* _SUPPLIED TEXT_
━━━━━━
Small ≠ Weak — 32 B Qwen rivals GPT‑4 Turbo!
Qwen 2.5‑32B matches GPT‑4‑Turbo on intermediate‑reasoning (MR‑GSM8K 55.6 vs 53.0) and reaches 95 % on GSM8K while using ≈1⁄5 the parameters, overturning the “> 100 B for reasoning” myth.
Quantization is (almost) free!
4‑ to 8‑bit GPTQ cuts GPU memory by up to 75 % yet preserves ≥ 99 % of accuracy across GSM8K, ARC, CQA and robustness benchmarks, enabling laptop‑scale deployment of formerly heavyweight models.
Keep prompts simple!
On GSM8K, direct I/O prompts outperform or equal Chain‑of‑Thought and multi‑shot variants; additional “think‑step” instructions often confuse SLMs instead of helping them.
Sequence length is the Achilles’ heel!
Accuracy on sorting jumps from > 80 % (8‑item lists) to < 40 % (32‑item mixed lists), and negative numbers exacerbate errors, revealing a context‑length bottleneck for algorithmic reasoning.
Robustness scales with size—but survives quantization!
Larger SLMs (32B, 70B) remain the most resilient to adversarial GSM‑Plus inputs, yet their quantized versions show negligible degradation, whereas pruned counterparts collapse.
Pruning hurts, sometimes fatally!
Weight‑pruned 8 B models lose 30–50 points on reasoning tasks and score ~0 on MR‑GSM8K, showing that aggressive sparsification cripples logical consistency even after recovery fine‑tuning.
━━━━━━
* _STORED DATA_
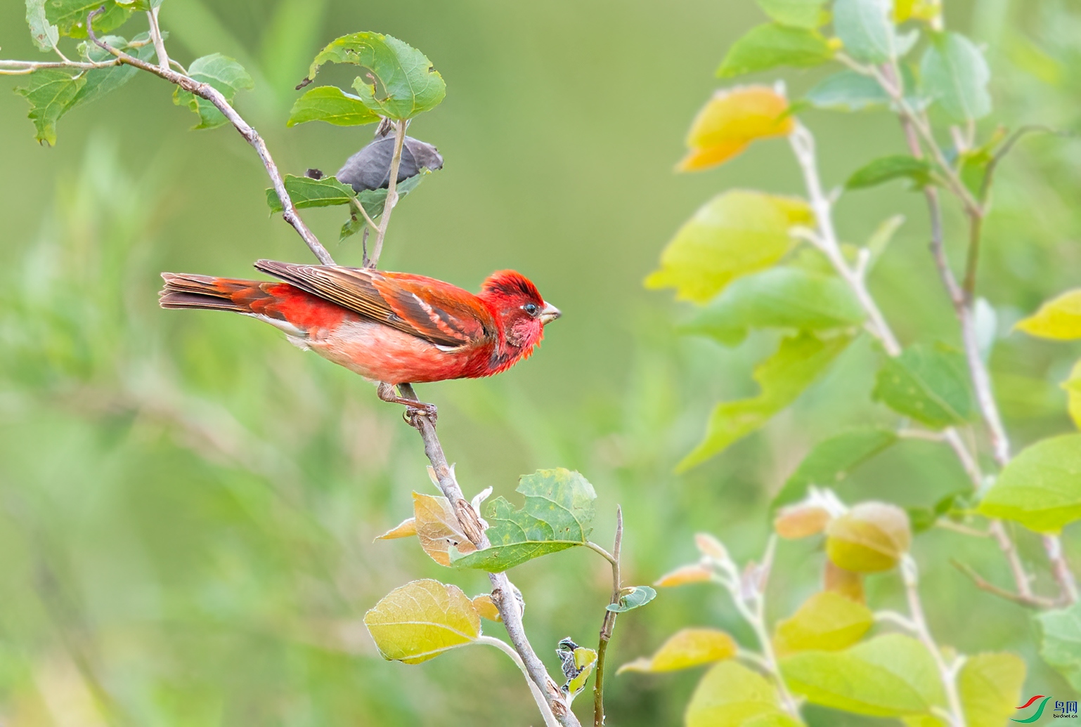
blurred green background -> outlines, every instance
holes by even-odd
━━━━━━
* _SET OF TASKS_
1 > In the text on small language model reasoning, by how much does 4- to 8-bit GPTQ cut GPU memory?
2 > Copy the part of the text on small language model reasoning that starts with "Quantization is (almost)" and goes on through "the Achilles’ heel!".
3 > Do these statements agree with the text on small language model reasoning? Answer yes or no for each, and quote the words that decide it.
(a) On GSM8K, direct I/O prompts do at least as well as Chain-of-Thought prompts.
(b) Pruned models hold up against adversarial GSM-Plus inputs about as well as quantized ones.
(c) Qwen 2.5-32B reaches 95 % on GSM8K.

* _SOLUTION LIST_
1 > By up to 75 %.

2 >
Quantization is (almost) free!
4‑ to 8‑bit GPTQ cuts GPU memory by up to 75 % yet preserves ≥ 99 % of accuracy across GSM8K, ARC, CQA and robustness benchmarks, enabling laptop‑scale deployment of formerly heavyweight models.
Keep prompts simple!
On GSM8K, direct I/O prompts outperform or equal Chain‑of‑Thought and multi‑shot variants; additional “think‑step” instructions often confuse SLMs instead of helping them.
Sequence length is the Achilles’ heel!

3 >
(a) Yes: "direct I/O prompts outperform or equal Chain‑of‑Thought and multi‑shot variants"
(b) No: "their quantized versions show negligible degradation, whereas pruned counterparts collapse"
(c) Yes: "reaches 95 % on GSM8K"